:: Problem a ::
Decide whether each of the following statements agrees with the article on the 2019 Abia State gubernatorial election: (i) the election took place on March 9, 2019; (ii) Ogah carried more than half of the state's LGAs; (iii) the major contenders signed a peace accord in January 2019. For each statement, answer yes or no and quote the words of the article that decide it.

:: Excerpt to read ::

•••

2019 Abia State gubernatorial election
- Turnout: 22.99%
| Nominee | Okezie Ikpeazu | Uchechukwu Sampson Ogah |  |
| Party | PDP | APC |
| Running mate | Oko Chukwu | Martins Azubuike |
| Popular vote | 261,127 | 99,574 |
| Percentage | 60.26% | 22.98% |
| Governor before election Okezie Ikpeazu PDP | Elected Governor Okezie Ikpeazu PDP |

= 2019 Abia State gubernatorial election =

2019 gubernatorial election in Abia State, Nigeria

The 2019 Abia State gubernatorial election occurred on March 9, 2019. Incumbent PDP Governor Okezie Ikpeazu won re-election for a second term, defeating APC's Uchechukwu Sampson Ogah, and several minor party candidates. The major contenders for the race signed a peace accord agreement in January 2019.

Ikpeazu won in 11 LGAs with a total of 60.26% of popular vote, while Ogah won in four of the state's 17 LGAs with a total of 22.98% of popular vote.

•••

:: Problem b ::
Duplicate, without any change, the part of the records that opens with the line containing "Tag the white kitchen" and runs through the last line of the records, including both of those lines.

:: Extracted entries ::
•••

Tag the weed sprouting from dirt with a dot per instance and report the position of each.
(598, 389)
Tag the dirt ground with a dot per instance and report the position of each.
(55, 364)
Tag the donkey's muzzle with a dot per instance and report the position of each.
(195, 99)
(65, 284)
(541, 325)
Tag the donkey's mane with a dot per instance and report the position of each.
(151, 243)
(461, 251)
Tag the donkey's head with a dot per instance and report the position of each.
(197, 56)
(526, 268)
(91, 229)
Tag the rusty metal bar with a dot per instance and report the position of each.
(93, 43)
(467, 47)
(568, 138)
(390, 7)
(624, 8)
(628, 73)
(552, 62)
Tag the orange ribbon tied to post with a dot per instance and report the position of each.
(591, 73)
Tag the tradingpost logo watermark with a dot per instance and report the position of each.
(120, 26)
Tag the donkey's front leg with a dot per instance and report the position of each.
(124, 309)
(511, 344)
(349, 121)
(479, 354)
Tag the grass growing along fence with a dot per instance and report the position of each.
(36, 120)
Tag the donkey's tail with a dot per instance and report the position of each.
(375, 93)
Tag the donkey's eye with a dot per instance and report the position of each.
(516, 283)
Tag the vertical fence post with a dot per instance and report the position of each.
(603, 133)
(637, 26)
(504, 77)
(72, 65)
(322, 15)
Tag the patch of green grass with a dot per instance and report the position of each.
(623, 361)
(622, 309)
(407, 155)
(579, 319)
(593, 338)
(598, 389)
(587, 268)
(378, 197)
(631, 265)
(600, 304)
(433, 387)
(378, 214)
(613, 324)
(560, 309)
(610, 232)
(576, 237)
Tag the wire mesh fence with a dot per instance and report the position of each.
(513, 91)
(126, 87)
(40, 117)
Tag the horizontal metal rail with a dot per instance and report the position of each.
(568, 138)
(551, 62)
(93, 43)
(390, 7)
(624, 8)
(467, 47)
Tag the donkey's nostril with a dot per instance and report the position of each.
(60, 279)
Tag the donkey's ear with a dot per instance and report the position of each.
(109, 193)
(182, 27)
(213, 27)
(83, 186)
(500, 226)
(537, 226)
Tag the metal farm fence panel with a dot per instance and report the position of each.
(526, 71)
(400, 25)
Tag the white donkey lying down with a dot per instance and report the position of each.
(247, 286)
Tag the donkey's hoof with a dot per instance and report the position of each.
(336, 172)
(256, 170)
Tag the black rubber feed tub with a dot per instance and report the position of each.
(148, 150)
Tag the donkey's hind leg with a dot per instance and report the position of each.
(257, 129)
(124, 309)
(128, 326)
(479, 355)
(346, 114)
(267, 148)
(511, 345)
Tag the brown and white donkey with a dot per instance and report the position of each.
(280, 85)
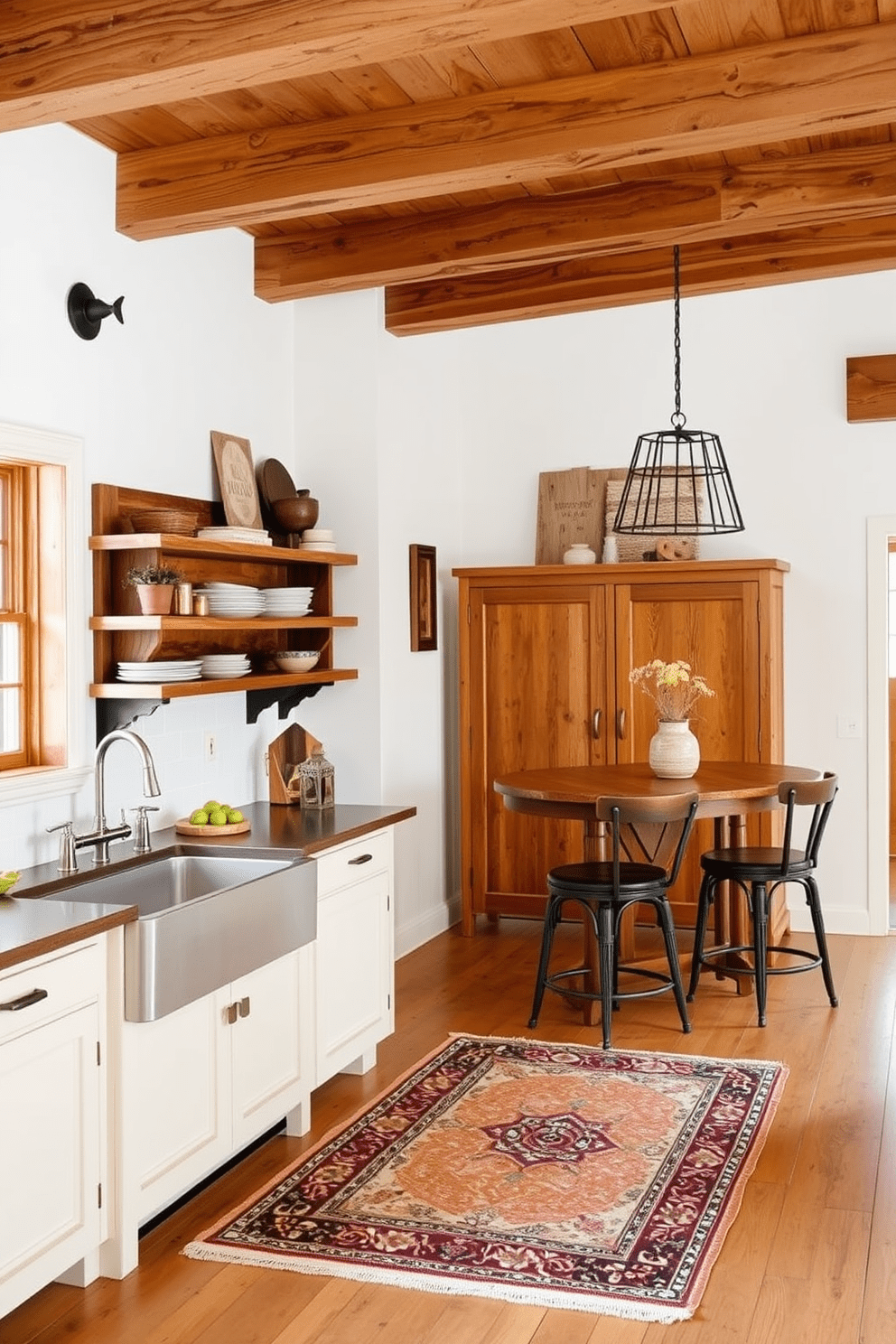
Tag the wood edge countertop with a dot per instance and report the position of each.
(35, 919)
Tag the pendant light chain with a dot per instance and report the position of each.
(678, 481)
(677, 418)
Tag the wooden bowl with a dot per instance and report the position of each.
(297, 512)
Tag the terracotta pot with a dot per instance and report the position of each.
(154, 598)
(675, 751)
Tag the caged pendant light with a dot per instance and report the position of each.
(678, 481)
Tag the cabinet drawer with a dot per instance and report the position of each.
(353, 862)
(49, 986)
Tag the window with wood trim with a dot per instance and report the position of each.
(33, 655)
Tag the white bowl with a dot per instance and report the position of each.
(295, 661)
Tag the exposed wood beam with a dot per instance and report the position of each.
(621, 117)
(63, 63)
(707, 267)
(710, 203)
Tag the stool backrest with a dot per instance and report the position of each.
(816, 793)
(653, 811)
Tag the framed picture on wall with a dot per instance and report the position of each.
(424, 598)
(237, 480)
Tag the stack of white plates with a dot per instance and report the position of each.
(184, 669)
(234, 601)
(251, 535)
(219, 667)
(288, 601)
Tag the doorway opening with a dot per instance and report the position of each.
(882, 636)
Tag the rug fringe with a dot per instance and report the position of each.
(612, 1050)
(602, 1305)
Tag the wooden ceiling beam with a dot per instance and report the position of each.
(817, 252)
(625, 217)
(780, 90)
(63, 63)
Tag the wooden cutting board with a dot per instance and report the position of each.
(187, 828)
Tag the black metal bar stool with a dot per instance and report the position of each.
(760, 873)
(605, 890)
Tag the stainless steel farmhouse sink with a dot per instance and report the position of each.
(204, 919)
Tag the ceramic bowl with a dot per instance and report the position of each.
(295, 661)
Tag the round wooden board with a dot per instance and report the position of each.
(187, 828)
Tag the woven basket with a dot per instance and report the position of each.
(178, 522)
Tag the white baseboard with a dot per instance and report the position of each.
(429, 925)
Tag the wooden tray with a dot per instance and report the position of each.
(233, 828)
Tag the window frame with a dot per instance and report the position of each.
(60, 677)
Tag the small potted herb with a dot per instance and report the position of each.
(154, 586)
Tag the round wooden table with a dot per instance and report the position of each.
(728, 790)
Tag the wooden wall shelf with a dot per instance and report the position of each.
(123, 633)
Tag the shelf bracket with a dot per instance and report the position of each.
(121, 714)
(284, 699)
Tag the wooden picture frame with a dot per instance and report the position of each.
(237, 480)
(424, 598)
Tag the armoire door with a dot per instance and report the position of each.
(537, 696)
(712, 625)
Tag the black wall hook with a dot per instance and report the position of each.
(86, 312)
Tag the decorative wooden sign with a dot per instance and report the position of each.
(237, 480)
(871, 387)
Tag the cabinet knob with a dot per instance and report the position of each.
(24, 1000)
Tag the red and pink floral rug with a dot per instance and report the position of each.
(555, 1175)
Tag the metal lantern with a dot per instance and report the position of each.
(316, 781)
(678, 480)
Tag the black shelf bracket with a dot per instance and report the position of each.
(121, 714)
(284, 699)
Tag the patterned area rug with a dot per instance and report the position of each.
(532, 1172)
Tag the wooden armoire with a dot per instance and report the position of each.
(545, 661)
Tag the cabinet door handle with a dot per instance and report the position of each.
(24, 1000)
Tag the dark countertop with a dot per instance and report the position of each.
(36, 919)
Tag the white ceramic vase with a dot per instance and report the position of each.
(579, 554)
(675, 751)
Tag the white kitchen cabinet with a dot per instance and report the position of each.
(52, 1059)
(353, 955)
(204, 1081)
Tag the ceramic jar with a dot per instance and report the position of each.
(154, 598)
(579, 554)
(675, 751)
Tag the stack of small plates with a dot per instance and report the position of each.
(251, 535)
(220, 667)
(234, 601)
(185, 669)
(317, 539)
(288, 601)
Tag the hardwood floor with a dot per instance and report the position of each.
(809, 1260)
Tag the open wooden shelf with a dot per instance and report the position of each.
(123, 633)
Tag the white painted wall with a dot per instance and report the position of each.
(468, 420)
(198, 352)
(437, 440)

•••

:: Exercise response a ::
(i) Yes: "The 2019 Abia State gubernatorial election occurred on March 9, 2019."
(ii) No: "Ogah won in four of the state's 17 LGAs"
(iii) Yes: "The major contenders for the race signed a peace accord agreement in January 2019."

:: Exercise response b ::
Tag the white kitchen cabinet with a dot per instance and report the position of each.
(52, 1059)
(353, 955)
(204, 1081)
Tag the ceramic jar with a dot per instance and report the position of each.
(154, 598)
(579, 554)
(675, 751)
Tag the stack of small plates with a dot per instance and report the position of each.
(251, 535)
(220, 667)
(234, 601)
(185, 669)
(317, 539)
(288, 601)
Tag the hardwood floor with a dot per instance and report the position of each.
(809, 1260)
Tag the open wooden shelf with a dot per instance and report the position of each.
(123, 633)
Tag the white painted wall with a dot per instance and report the position of each.
(468, 420)
(198, 352)
(437, 440)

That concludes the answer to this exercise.